- _Provided text_:
───
As they suffer disproportionately, trade-deficit nations become even more embedded in the surplus-deficit dynamic after recovering.

The Bretton Woods system brought together capitalist nations under the dollar – which currencies were now pegged to – and provided stability within Western nations for decades after World War II.

“You need to expand it globally if stability is going to come out of this system,” Varoufakis added.

“The lynchpin of this was the American surplus – America was the only creditor post-war, and it was the intention of those in command of policy in Washington to recycle some of the American surpluses to Europe and Japan to stabilise the dollarised global system, and therefore allow it to be a source of stability.

“And of course it worked very well – but it was doomed to fail, because by the end of the 1960s, America was no longer in surplus.”

American hegemony continued long after the Bretton Woods era ended in the 1970s, but it was through financialisation, the Fed and China that Washington maintained its dominance, he said.

Mr Bolton, bizarrely dismissing the argument as “Marxist description”, said China maintained an “authoritarian threat” and should be confronted as such.

“It’s not that anybody is seeking confrontation, it’s the fact that others are seeking confrontation with us,” he said.
───
- _Material shown_:
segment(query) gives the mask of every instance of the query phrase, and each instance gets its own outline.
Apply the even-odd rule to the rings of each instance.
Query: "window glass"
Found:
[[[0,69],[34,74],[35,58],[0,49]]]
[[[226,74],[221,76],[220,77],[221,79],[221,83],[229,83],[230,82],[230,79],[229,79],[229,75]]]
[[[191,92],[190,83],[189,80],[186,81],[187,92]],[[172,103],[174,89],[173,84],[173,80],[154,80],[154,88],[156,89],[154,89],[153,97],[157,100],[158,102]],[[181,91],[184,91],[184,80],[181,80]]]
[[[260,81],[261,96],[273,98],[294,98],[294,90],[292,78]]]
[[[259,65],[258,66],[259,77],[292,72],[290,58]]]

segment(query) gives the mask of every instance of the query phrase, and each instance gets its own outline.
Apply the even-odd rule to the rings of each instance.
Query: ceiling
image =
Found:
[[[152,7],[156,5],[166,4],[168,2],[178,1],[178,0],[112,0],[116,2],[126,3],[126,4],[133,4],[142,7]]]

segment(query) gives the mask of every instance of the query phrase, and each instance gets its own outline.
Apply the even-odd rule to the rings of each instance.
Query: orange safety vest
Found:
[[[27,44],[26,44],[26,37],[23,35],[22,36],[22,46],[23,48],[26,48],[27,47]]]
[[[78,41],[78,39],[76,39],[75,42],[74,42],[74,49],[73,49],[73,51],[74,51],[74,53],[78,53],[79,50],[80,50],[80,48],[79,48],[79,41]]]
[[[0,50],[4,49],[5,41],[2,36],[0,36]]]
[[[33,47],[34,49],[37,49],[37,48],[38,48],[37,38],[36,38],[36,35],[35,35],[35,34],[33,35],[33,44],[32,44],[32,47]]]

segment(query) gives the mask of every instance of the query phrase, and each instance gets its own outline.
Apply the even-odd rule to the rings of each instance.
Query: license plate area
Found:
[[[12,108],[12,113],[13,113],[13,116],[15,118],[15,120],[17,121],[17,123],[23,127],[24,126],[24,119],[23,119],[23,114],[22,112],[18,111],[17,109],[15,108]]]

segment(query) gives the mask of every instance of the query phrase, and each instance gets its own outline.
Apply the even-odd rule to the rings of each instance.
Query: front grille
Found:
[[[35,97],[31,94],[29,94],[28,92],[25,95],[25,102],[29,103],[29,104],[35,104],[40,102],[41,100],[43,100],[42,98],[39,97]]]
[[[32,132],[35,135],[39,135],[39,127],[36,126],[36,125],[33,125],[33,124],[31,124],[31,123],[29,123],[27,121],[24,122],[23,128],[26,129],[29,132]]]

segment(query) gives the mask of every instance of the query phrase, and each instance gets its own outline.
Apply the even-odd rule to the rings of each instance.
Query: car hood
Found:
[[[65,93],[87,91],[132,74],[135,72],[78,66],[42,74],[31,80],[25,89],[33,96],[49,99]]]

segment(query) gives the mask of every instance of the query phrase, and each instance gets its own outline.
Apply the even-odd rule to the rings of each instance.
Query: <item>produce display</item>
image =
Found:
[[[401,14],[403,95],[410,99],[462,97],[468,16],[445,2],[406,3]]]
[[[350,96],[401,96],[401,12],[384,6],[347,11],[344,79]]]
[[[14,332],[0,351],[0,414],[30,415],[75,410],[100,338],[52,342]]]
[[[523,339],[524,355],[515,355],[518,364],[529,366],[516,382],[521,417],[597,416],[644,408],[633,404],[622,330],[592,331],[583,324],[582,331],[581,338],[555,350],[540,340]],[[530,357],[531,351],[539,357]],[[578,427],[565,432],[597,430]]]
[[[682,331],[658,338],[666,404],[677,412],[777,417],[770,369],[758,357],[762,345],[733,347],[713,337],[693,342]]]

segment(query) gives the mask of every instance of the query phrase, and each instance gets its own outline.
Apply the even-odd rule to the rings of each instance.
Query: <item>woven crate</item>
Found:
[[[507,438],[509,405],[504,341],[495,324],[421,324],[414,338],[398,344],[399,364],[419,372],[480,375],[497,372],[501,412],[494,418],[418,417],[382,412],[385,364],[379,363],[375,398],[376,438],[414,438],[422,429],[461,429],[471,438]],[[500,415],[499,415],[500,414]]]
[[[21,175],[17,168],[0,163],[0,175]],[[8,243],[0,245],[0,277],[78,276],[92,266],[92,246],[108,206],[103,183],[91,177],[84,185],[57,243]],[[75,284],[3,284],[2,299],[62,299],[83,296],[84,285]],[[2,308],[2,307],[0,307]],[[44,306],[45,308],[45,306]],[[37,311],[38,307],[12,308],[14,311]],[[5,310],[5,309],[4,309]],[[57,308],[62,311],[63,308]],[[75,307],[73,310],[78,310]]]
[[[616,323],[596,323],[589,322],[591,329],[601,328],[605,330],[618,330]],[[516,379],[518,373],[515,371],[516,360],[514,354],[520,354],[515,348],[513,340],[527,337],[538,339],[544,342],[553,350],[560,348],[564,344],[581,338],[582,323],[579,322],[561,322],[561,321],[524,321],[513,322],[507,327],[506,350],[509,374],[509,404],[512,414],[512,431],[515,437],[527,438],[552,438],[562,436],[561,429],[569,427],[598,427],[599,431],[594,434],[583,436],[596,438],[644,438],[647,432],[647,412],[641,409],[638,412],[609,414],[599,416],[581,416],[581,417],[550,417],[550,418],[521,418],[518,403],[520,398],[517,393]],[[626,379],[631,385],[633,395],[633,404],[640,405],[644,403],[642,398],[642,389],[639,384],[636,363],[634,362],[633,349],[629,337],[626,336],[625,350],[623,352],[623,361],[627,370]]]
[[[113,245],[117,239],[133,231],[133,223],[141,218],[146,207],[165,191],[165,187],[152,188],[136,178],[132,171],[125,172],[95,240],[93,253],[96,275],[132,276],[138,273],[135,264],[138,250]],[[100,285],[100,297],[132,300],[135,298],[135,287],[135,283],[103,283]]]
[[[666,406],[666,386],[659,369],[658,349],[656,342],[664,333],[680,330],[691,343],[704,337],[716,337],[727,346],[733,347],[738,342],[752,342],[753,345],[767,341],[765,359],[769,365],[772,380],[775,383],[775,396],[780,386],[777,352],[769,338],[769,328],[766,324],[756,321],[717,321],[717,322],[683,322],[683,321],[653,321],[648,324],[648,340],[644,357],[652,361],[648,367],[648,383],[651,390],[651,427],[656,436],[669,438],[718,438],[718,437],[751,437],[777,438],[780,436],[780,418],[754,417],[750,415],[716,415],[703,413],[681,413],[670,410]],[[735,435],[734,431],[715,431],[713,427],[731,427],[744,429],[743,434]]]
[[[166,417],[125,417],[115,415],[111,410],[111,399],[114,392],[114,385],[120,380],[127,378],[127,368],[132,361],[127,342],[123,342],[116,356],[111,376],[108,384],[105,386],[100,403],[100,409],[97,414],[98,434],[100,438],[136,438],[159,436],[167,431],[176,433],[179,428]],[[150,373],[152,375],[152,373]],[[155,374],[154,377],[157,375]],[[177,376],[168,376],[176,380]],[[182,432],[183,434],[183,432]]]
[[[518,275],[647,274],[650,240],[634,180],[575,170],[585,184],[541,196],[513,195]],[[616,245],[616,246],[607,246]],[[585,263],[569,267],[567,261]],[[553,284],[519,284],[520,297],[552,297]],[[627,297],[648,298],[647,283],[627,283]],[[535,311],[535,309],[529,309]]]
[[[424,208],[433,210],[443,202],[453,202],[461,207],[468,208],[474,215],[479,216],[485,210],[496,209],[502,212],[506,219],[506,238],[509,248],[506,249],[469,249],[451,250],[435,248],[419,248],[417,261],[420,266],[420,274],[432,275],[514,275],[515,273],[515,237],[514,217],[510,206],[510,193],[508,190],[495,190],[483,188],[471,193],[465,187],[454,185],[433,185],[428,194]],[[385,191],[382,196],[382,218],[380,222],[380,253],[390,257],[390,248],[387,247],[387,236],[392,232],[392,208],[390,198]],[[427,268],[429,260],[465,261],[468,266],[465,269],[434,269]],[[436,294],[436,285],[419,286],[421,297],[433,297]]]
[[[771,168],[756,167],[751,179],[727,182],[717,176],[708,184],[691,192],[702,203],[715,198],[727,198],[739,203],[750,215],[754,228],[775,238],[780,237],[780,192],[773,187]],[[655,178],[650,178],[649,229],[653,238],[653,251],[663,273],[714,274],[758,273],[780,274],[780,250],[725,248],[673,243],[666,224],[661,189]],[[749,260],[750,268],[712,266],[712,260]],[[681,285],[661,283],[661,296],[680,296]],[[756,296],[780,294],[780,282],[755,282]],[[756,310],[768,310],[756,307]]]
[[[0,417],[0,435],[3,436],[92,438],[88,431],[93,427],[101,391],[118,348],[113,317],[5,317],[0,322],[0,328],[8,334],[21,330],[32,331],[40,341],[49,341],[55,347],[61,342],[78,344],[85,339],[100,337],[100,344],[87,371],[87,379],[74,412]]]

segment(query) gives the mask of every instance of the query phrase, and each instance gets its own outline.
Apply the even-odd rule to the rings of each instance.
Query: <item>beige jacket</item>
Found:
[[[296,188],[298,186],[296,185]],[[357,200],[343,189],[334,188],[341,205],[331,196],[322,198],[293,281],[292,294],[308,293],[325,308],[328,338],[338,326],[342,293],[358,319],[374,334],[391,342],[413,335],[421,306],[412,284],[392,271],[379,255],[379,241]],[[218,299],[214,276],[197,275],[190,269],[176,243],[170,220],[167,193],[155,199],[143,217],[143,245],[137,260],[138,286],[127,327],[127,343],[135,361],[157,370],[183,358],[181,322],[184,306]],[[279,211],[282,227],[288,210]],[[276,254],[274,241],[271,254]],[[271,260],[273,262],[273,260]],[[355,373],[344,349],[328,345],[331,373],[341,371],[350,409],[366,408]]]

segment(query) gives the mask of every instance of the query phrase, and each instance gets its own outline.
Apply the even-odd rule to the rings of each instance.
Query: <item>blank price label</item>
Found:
───
Extend the passage on Bretton Woods and American dominance, picking up right after its final sentence.

“The legitimate focus of decision-making in the United States is how to protect American interests and values in the world along with our allies.

“The world will be a dangerous place in the 21st century; but the way that you deal with that threat is not to ignore it and not to say we can find mutually beneficial ways of overcoming it. The way to deal with it is to have adequate structures of deterrents to deal with the threat till it ceases to exist.”

Varoufakis responded: “Global security, just like climate change, are collective, humanity-wide problems that require collective decisions and action.

“The US after 1944 has played a very significant and positive role in helping bring together the nations of the world in a degree of harmony with some efficiency. Europeans must elicit from the US a new readiness to come to terms with a new internationalism that deals with these global threats as a common enemy. If we fail, we will be on a perilous road to a barren future.”